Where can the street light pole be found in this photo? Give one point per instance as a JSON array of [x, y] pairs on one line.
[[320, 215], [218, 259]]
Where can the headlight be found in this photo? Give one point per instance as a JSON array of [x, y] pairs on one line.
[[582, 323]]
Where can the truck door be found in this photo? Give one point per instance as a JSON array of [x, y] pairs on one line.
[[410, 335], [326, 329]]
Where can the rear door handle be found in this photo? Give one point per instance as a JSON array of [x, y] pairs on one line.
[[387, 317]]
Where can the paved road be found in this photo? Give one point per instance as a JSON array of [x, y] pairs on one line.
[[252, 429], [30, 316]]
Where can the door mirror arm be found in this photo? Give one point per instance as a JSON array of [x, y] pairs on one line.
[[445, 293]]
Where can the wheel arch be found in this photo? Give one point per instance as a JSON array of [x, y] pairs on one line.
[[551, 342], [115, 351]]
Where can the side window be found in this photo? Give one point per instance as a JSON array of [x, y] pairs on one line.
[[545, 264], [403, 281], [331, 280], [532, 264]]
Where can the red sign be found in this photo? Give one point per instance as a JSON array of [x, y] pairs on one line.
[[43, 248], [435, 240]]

■ ■ ■ ■ ■

◆ Problem statement
Put every line above into a JSON list of strings, one string per line, and leave out any blank lines.

◆ Correct answer
[
  "Where can the street light pole be found in this photo? Give one point per instance as a JSON array of [x, y] pairs on one line.",
  "[[320, 215], [218, 259]]",
  "Where can the headlight be found in this photo? Give one point per instance as a JSON array of [x, y] pairs on one line.",
  "[[582, 323]]",
  "Where can the truck door be found in this photo? Give one point per instance as a JSON array of [x, y] pairs on one line.",
  "[[410, 335], [326, 329]]",
  "Where can the rear door handle be found in this photo? Give one point per instance as a JSON array of [x, y] pairs on one line.",
  "[[387, 317]]",
  "Where can the paved road be found in this photo? Give one point per instance as a JSON array of [x, y] pairs on one line.",
  "[[252, 429], [30, 316]]",
  "Where can the door mirror arm be found in this photo? Give one point per instance as a JSON array of [x, y] pairs on one line.",
  "[[445, 293]]",
  "Where can the wheel arch be found in this photo? Give one point per instance as a JSON array of [x, y] pairs on one line.",
  "[[551, 342], [115, 351]]",
  "Where can the side window be found in this photo? Give one point per instance as a JSON array of [x, y] pairs on one line.",
  "[[545, 264], [403, 281], [331, 280], [532, 264]]",
  "Where can the red sign be found in this photo? Give one point per instance as a JSON array of [x, y] pairs on one line.",
  "[[43, 248], [435, 240]]"
]